This attack targets user controlled variables (DEBUG=1, PHP Globals, and So Forth). An adversary can override variables leveraging user-supplied, untrusted query variables directly used on the application server without any data sanitization. In extreme cases, the adversary can change variables controlling the business logic of the application. For instance, in languages like PHP, a number of poorly set default configurations may allow the user to override variables.

Informations

Execution Flow

1) Explore

[Probe target application] The adversary first probes the target application to determine important information about the target. This information could include types software used, software versions, what user input the application consumes, and so on.

2) Experiment

[Find user-controlled variables] Using the information found by probing the application, the adversary attempts to manipulate many user-controlled variables and observes the effects on the application. If the adversary notices any significant changes to the application, they will know that a certain variable is useful to the application.

Technique
  • Adversaries will try to alter many common variable names such as "count", "tempFile", "i", etc. The hope is that they can alter the flow of the application without knowing the inner-workings.
  • Adversaries will try to alter known environment variables.

3) Exploit

[Manipulate user-controlled variables] Once the adversary has found a user-controller variable(s) that is important to the application, they will manipulate it to change the normal behavior in a way that benefits the adversary.

Prerequisites

A variable consumed by the application server is exposed to the client.
A variable consumed by the application server can be overwritten by the user.
The application server trusts user supplied data to compute business logic.
The application server does not perform proper input validation.

Skills Required

The malicious user can easily try some well-known global variables and find one which matches.
The adversary can use automated tools to probe for variables that they can control.

Mitigations

Do not allow override of global variables and do Not Trust Global Variables.

If the register_globals option is enabled, PHP will create global variables for each GET, POST, and cookie variable included in the HTTP request. This means that a malicious user may be able to set variables unexpectedly. For instance make sure that the server setting for PHP does not expose global variables.


A software system should be reluctant to trust variables that have been initialized outside of its trust boundary. Ensure adequate checking is performed when relying on input from outside a trust boundary.
Separate the presentation layer and the business logic layer. Variables at the business logic layer should not be exposed at the presentation layer. This is to prevent computation of business logic from user controlled input data.
Use encapsulation when declaring your variables. This is to lower the exposure of your variables.
Assume all input is malicious. Create an allowlist that defines all valid input to the software system based on the requirements specifications. Input that does not match against the allowlist should be rejected by the program.

Related Weaknesses

CWE-ID Weakness Name
CWE-15 External Control of System or Configuration Setting
One or more system settings or configuration elements can be externally controlled by a user.
CWE-94 Improper Control of Generation of Code ('Code Injection')
The product constructs all or part of a code segment using externally-influenced input from an upstream component, but it does not neutralize or incorrectly neutralizes special elements that could modify the syntax or behavior of the intended code segment.

◆ LISTED ENTRIES ◆
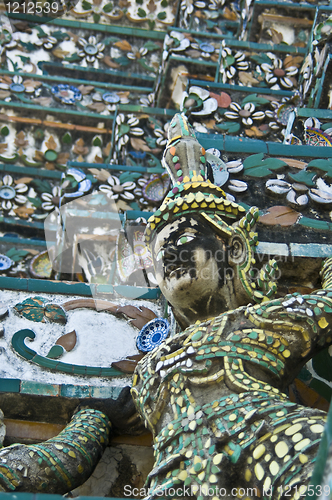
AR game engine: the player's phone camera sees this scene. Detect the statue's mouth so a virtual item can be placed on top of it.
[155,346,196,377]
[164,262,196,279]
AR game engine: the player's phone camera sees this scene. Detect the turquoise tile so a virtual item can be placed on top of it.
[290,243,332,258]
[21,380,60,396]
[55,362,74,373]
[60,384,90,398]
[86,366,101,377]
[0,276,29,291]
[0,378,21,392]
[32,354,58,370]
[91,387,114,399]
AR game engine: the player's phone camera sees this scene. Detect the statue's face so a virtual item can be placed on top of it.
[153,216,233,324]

==

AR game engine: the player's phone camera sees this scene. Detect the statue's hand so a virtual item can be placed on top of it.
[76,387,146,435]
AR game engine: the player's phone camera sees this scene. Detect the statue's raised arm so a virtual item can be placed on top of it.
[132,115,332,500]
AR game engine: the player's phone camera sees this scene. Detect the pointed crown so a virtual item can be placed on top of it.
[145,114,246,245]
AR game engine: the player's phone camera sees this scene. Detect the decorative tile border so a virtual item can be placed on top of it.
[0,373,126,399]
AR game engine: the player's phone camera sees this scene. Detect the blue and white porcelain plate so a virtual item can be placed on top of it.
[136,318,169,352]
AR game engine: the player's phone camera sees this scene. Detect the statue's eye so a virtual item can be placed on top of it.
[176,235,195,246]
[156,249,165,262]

◆ TASKS ◆
A: Answer these questions using the variable-override text:
(i) When the register_globals option is enabled, what does PHP create?
(ii) Which CWE-ID is given for the weakness "External Control of System or Configuration Setting"?
(iii) What is the third step of the execution flow called?
B: Print the stretch of the variable-override text from "Mitigations" through "a trust boundary.".
C: Write what follows the final sentence of the variable-override text, continuing it from the point where it stops.
The records are separate material, unconnected to the variable-override text.

◆ OUTPUTS ◆
A:
(i) Global variables for each GET, POST, and cookie variable included in the HTTP request.
(ii) CWE-15.
(iii) Exploit.

B:
Mitigations

Do not allow override of global variables and do Not Trust Global Variables.

If the register_globals option is enabled, PHP will create global variables for each GET, POST, and cookie variable included in the HTTP request. This means that a malicious user may be able to set variables unexpectedly. For instance make sure that the server setting for PHP does not expose global variables.


A software system should be reluctant to trust variables that have been initialized outside of its trust boundary. Ensure adequate checking is performed when relying on input from outside a trust boundary.

C:
CWE-96 Improper Neutralization of Directives in Statically Saved Code ('Static Code Injection')
The product receives input from an upstream component, but it does not neutralize or incorrectly neutralizes code syntax before inserting the input into an executable resource, such as a library, configuration file, or template.
CWE-285 Improper Authorization
The product does not perform or incorrectly performs an authorization check when an actor attempts to access a resource or perform an action.
CWE-302 Authentication Bypass by Assumed-Immutable Data
The authentication scheme or implementation uses key data elements that are assumed to be immutable, but can be controlled or modified by the attacker.
CWE-473 PHP External Variable Modification
A PHP application does not properly protect against the modification of variables from external sources, such as query parameters or cookies. This can expose the application to numerous weaknesses that would not exist otherwise.
CWE-1321 Improperly Controlled Modification of Object Prototype Attributes ('Prototype Pollution')
The product receives input from an upstream component that specifies attributes that are to be initialized or updated in an object, but it does not properly control modifications of attributes of the object prototype.

References

REF-1

Exploiting Software: How to Break Code
G. Hoglund, G. McGraw.

REF-520

Securing PHP: Step-by-Step
Artur Maj.
http://www.securityfocus.com/infocus/1706

REF-521

Ten Security Checks for PHP, Part 1
Clancy Malcolm.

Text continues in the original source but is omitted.